● PASSAGE TO READ:
■ ■ ■

Exclusive: Shortage of mental health officers causing ‘massive’ delays in lodging guardianship orders

Exclusive: Shortage of mental health officers causing ‘massive’ delays in lodging guardianship orders

Scottish Legal News has learned that vulnerable adults are being put at a disadvantage because of severe delays in lodging guardianship orders in court due to a shortage of mental health officers.

A guardianship order is sought where a person has no capacity and may be very vulnerable or in care, with no means of releasing funds to pay for the care.

An order cannot be lodged in court without a mental health officer report but despite the law mandating that such reports be made within 21 days of notification of intention to make an application, the rule, one solicitor said, is “hardly ever complied with” except in urgent cases, resulting in delays of up to nine months.

Speaking to SLN, Adrian Ward, convener of the Law Society of Scotland Mental Health and Disability Committee said applications had not been matched by mental health officer appointments.

He added: “When the Adults with Incapacity (Scotland) Act 2000 was passed, there were initial concerns that the intentions of the legislation could be defeated by delays in production of mental health officer reports, because guardianship and intervention order applications where welfare powers are sought cannot even be lodged in court without such a report.

“Accordingly, the Parliament set a time limit of 21 days from notification of intention to make such an application, for preparation of the mental health officer report.”

Mr Ward said that some delays “appear to be massive” but that the cause was clear.

“Figures just published by the Mental Welfare Commission for Scotland show that in the year 2016/17 applications stood at 214 per cent of those in 2009/10, during which period the number of mental health officers in post across Scotland has not increased.”

■ ■ ■

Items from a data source
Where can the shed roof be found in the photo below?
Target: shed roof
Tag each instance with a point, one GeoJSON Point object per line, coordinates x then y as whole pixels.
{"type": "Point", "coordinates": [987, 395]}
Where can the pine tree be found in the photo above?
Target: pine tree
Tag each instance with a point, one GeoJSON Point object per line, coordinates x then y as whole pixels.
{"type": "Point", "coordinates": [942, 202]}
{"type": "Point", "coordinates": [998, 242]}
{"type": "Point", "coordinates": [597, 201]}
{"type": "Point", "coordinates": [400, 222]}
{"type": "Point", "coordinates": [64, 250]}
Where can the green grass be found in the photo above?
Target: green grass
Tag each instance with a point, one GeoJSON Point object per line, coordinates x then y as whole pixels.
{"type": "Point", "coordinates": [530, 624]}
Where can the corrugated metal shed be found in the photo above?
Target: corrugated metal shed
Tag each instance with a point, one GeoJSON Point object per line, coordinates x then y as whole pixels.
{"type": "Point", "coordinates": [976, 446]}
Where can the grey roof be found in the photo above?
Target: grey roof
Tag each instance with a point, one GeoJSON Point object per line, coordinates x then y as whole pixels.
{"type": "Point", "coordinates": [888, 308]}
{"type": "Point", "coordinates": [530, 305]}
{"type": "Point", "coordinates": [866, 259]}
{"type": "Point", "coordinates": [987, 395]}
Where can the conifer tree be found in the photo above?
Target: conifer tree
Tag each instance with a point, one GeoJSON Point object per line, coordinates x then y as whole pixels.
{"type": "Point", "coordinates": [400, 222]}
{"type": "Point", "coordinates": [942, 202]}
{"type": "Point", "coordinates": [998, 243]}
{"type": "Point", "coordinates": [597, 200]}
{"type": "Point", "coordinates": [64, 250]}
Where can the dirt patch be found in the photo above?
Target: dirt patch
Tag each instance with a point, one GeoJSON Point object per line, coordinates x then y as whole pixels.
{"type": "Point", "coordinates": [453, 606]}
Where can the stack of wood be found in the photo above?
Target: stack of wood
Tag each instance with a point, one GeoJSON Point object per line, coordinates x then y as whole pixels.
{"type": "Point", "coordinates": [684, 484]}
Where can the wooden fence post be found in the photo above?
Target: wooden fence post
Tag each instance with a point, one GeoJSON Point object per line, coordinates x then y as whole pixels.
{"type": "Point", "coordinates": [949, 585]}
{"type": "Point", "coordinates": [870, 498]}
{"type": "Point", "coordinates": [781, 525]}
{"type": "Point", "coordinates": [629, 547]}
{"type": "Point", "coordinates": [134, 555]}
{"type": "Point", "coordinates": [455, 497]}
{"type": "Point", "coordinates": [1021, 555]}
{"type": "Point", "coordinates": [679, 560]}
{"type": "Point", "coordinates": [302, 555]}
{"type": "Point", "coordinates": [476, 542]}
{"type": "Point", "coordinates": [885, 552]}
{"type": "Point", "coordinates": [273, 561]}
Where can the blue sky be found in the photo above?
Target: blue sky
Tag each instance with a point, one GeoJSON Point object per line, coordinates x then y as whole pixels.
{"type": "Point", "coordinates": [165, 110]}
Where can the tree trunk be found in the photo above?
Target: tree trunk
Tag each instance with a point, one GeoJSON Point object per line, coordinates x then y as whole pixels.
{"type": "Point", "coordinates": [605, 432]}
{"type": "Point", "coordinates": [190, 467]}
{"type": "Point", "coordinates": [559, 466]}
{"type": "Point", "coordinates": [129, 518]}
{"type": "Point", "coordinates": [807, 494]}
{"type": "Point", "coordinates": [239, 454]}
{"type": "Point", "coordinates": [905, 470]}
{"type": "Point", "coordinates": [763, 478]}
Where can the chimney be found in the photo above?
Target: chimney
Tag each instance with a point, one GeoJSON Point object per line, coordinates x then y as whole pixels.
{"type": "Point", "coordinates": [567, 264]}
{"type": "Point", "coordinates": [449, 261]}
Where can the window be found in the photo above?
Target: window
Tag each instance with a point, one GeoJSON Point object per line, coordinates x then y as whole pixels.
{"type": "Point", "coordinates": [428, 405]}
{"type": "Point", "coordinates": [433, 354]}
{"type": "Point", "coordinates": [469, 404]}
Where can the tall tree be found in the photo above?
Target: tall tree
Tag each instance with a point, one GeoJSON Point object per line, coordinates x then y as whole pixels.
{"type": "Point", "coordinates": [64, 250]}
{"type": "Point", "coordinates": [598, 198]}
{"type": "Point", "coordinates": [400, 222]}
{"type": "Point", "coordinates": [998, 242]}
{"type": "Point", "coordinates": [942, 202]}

■ ■ ■

● WHAT IS REQUIRED:
Please continue the article on delays in lodging guardianship orders, picking up right after its last sentence.

● RESPONSE TO THIS TASK:
A lawyer in Dundee told this publication that delays of three to four months in the city and Angus were common.

A freedom of information request made by the Law Society found significant delays across all of Scotland’s local authorities.

“We think that Scottish government should address the need to resource and promote, as a matter of urgency, adequate recruitment, training and retention of mental health officers,” Mr Ward said.

A Scottish government spokesman told SLN: “The Scottish government recognises the invaluable contribution made by the mental health officer workforce to improving the lives of mental health patients and their friends and families

“It is the responsibility of local authorities to plan their mental health officer workforce, ensuring they have the appropriate levels of staff in place to provide services for their residents.

“The Scottish government has committed to a review of the adults with incapacity legislation and there will be a full public consultation on proposals for reform early in the new year. Part of the consultation will include options for change around the  process of applying for guardianship orders.”